Starting at the line below that contains "Put one point on each instance of the green tree.", print each line through the end of the records exactly as it appears.

***

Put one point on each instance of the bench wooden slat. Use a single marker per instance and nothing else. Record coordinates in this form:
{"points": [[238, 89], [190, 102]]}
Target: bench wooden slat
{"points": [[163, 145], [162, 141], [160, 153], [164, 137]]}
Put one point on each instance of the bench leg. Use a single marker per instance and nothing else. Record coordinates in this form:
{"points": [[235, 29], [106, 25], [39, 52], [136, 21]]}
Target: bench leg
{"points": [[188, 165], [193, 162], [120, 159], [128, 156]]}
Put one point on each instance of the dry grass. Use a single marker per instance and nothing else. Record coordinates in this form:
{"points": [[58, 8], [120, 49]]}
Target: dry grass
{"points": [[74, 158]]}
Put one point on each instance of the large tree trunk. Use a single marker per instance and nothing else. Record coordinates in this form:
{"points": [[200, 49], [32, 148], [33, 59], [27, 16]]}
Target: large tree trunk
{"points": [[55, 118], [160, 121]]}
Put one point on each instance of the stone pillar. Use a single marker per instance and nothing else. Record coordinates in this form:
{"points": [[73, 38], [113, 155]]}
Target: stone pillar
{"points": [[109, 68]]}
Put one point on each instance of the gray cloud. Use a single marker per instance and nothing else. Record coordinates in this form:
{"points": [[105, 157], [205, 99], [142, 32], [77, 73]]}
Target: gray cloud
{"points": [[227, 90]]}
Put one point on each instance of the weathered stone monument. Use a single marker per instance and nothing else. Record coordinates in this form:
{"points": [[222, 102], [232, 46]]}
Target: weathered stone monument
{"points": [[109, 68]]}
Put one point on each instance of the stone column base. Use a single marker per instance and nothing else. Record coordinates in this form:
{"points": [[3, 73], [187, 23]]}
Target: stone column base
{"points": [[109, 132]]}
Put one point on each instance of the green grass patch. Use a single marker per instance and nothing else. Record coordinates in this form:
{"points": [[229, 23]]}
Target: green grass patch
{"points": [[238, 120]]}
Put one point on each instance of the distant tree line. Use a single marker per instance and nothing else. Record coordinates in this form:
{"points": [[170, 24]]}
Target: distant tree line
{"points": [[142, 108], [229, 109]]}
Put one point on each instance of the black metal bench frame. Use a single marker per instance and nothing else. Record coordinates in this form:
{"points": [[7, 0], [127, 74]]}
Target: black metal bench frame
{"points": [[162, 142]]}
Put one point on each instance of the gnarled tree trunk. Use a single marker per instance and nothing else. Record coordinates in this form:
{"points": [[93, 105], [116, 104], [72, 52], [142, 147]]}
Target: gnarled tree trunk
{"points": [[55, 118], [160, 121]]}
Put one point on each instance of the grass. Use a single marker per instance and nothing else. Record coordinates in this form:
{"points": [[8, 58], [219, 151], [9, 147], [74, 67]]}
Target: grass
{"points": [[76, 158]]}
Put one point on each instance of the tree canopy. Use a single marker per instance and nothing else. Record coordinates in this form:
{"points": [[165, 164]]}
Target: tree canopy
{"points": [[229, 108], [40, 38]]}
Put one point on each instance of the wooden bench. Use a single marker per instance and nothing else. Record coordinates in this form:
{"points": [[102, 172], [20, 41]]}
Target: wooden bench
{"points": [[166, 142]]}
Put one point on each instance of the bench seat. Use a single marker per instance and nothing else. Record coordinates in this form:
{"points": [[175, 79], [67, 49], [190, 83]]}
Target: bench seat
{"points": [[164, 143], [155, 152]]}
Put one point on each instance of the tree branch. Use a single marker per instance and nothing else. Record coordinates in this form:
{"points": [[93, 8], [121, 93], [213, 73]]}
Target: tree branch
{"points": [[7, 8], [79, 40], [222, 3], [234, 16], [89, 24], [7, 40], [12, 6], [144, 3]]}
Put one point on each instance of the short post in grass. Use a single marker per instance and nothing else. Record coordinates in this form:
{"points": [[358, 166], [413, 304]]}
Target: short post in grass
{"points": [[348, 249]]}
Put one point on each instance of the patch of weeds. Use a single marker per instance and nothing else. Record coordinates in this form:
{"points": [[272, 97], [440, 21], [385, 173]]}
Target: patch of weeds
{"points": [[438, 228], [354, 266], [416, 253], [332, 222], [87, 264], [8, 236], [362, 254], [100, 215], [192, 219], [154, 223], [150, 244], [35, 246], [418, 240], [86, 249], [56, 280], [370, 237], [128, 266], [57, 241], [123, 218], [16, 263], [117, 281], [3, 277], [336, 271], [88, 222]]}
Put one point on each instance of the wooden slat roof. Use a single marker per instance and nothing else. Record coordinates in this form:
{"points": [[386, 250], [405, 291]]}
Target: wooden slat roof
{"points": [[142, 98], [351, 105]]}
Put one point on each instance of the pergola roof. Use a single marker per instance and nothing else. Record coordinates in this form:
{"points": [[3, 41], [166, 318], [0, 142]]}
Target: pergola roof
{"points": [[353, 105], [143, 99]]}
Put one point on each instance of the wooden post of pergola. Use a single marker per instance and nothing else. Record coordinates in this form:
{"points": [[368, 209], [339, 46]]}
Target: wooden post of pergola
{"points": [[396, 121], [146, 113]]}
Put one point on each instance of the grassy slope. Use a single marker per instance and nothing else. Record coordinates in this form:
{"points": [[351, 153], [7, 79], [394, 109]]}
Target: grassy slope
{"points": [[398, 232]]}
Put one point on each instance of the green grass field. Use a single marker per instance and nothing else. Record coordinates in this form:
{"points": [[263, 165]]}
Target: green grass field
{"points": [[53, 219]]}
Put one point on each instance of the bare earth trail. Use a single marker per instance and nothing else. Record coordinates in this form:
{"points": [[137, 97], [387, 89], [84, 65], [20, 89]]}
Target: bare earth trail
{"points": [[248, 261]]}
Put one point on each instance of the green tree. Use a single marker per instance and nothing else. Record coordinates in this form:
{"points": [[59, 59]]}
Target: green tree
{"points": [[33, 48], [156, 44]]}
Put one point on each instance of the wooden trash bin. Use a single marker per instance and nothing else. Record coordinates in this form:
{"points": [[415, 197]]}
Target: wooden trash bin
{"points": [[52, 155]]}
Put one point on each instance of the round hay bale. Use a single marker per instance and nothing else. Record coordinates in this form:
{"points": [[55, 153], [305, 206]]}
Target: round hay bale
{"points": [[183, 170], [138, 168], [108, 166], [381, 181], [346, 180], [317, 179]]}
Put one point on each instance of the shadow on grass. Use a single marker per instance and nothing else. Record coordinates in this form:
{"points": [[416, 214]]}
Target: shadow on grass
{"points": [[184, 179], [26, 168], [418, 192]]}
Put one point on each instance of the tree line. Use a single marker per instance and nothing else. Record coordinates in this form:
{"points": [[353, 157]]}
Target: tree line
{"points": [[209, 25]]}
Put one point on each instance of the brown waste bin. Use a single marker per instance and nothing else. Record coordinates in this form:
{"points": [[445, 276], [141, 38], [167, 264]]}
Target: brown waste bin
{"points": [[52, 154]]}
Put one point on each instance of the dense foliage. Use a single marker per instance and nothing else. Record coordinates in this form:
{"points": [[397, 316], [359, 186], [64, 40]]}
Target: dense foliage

***

◆ PROBLEM SOLUTION ◆
Put one point on each instance of the green tree. Use a single marker per instance and nothing else. Record coordinates in this form:
{"points": [[59, 59]]}
Target: green tree
{"points": [[33, 48], [156, 44]]}
Put one point on each instance of the wooden trash bin. Use a single marker per instance and nothing else. Record coordinates in this form:
{"points": [[415, 197]]}
Target: wooden trash bin
{"points": [[52, 155]]}
Put one point on each instance of the round hay bale. Use a single marker per instance and nothing else. Record coordinates in this form:
{"points": [[55, 153], [305, 206]]}
Target: round hay bale
{"points": [[183, 170], [138, 168], [108, 166], [381, 181], [346, 180], [317, 179]]}
Put one point on each instance of the shadow on grass. Use a single marker per instance and nothing else. Record coordinates in this form:
{"points": [[416, 214]]}
Target: shadow on grass
{"points": [[184, 179], [26, 168], [418, 192]]}
Put one point on each instance of the tree line. Use a single marker per instance and nothing else. Record coordinates in this form:
{"points": [[353, 157]]}
Target: tree line
{"points": [[209, 25]]}
Put one point on each instance of the brown waste bin. Use a single marker per instance and nothing else. Record coordinates in this form:
{"points": [[445, 276], [141, 38], [167, 264]]}
Target: brown waste bin
{"points": [[52, 154]]}
Put one point on each instance of the dense foliage. Use a single marker per instance and nothing else. Record coordinates in this form:
{"points": [[397, 316], [359, 186], [64, 40]]}
Target: dense foliage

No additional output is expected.